*Source text*
_ _ _ _ _ _ _

Chilembwe’s outspoken advocacy for African rights did not go unpunished. A staunch opponent of the dominant Church of Scotland and their hypocritical Presbyterian missionaries, Chilembwe believed strongly in the need for independent African Churches. After returning to Nyasaland, he founded the Providence Industrial Mission in Mbombwe. He later founded a network of independent African schools, as well as a Cooperative Union, the Natives’ Industrial Union. Many of these churches were erected on privately owned European estates and Chilembwe won over many followers that worked on these estates, including A. L Bruce’s estate. Due to this and his opposition to any advancement for Africans, Bruce ordered his manager, a fellow Scot and a particular target of African resentment due to his enforcement of thangata, William Jervis Livingstone, to burn down all churches built on Bruce property by Chilembwe or his followers in November 1913.
From 1912 onwards, Chilembwe moved in a more radical direction, with his sermons becoming more militant accompanied by predictions of African liberation and the end of colonial rule. His exact motivation for opting for armed resistance is unclear. What is clear however is that after months of planning, the uprising began on the 23rd of January 1915. Chilembwe’s followers first launched a major attack on the main A. L. Bruce plantation at Magomero, killing Livingstone in the process. Whilst symbolic for them due to Livingstone’s brutish nature and violent reputation, the attack offered little military gain. They later unsuccessfully attempted to seize the weapons store of the African Lakes Company, another massive Scottish estate. They attempted to halt the spread of information of the uprising by cutting telephone lines. The uprising had one minor success when some rebels launched an attack on a small contingent of government soldiers but they were isolated and outgunned.

_ _ _ _ _ _ _

*Set of tasks*
a) Using the passage on Chilembwe, answer these:
(i) What did Chilembwe found in Mbombwe after returning to Nyasaland?
(ii) On what date did the uprising begin?
(iii) How did Chilembwe's followers try to stop news of the uprising from spreading?
b) Arrange the listing as a numbered list, starting at its first line and ending with the line that contains "[[735, 269]]". Leave out any blank lines.

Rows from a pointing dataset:
_ _ _ _ _ _ _

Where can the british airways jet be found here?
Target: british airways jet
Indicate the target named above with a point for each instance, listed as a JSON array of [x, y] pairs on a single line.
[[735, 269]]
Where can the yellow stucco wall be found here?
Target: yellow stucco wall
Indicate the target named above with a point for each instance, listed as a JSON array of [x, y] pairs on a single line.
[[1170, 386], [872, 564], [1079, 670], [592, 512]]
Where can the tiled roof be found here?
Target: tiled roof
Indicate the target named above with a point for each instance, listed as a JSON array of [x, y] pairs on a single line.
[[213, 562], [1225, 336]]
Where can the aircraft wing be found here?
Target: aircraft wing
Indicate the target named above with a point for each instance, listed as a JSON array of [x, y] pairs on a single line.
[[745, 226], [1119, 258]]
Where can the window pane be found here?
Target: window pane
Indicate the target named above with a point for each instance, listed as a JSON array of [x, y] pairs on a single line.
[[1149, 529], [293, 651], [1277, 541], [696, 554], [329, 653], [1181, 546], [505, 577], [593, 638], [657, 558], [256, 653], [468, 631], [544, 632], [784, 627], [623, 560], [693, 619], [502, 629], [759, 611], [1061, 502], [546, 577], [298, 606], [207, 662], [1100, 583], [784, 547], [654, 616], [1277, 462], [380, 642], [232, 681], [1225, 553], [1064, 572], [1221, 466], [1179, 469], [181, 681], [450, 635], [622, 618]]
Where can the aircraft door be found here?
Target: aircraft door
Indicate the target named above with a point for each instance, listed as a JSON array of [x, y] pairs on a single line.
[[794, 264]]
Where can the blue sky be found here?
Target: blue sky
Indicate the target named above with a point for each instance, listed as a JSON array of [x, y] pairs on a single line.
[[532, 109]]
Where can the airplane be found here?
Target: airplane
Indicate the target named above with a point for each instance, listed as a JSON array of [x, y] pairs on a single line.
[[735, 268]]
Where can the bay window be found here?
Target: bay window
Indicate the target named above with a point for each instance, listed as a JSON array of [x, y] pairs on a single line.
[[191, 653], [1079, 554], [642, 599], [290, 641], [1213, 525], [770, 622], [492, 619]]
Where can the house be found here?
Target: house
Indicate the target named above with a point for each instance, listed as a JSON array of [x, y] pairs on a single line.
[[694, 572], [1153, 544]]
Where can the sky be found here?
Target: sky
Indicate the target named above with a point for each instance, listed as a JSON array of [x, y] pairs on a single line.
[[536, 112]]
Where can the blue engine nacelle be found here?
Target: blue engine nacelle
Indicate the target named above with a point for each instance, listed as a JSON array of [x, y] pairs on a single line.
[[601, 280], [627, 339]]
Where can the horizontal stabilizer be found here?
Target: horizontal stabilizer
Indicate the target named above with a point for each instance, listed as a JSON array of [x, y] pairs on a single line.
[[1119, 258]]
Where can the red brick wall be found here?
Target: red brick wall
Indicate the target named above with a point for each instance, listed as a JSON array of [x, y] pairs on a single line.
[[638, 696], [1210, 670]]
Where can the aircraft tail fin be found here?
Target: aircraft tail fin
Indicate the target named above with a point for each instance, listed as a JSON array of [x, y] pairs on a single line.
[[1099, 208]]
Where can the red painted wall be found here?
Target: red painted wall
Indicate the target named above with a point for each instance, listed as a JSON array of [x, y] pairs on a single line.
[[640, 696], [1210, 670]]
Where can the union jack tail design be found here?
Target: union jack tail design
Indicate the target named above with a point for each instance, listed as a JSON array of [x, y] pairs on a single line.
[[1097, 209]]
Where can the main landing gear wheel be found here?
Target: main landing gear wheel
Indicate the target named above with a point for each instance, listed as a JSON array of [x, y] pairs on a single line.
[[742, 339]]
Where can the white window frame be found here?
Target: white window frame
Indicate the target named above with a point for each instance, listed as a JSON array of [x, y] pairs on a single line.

_ _ _ _ _ _ _

*Task-by-task results*
a)
(i) The Providence Industrial Mission.
(ii) The 23rd of January 1915.
(iii) By cutting telephone lines.

b)
1. Where can the british airways jet be found here?
2. Target: british airways jet
3. Indicate the target named above with a point for each instance, listed as a JSON array of [x, y] pairs on a single line.
4. [[735, 269]]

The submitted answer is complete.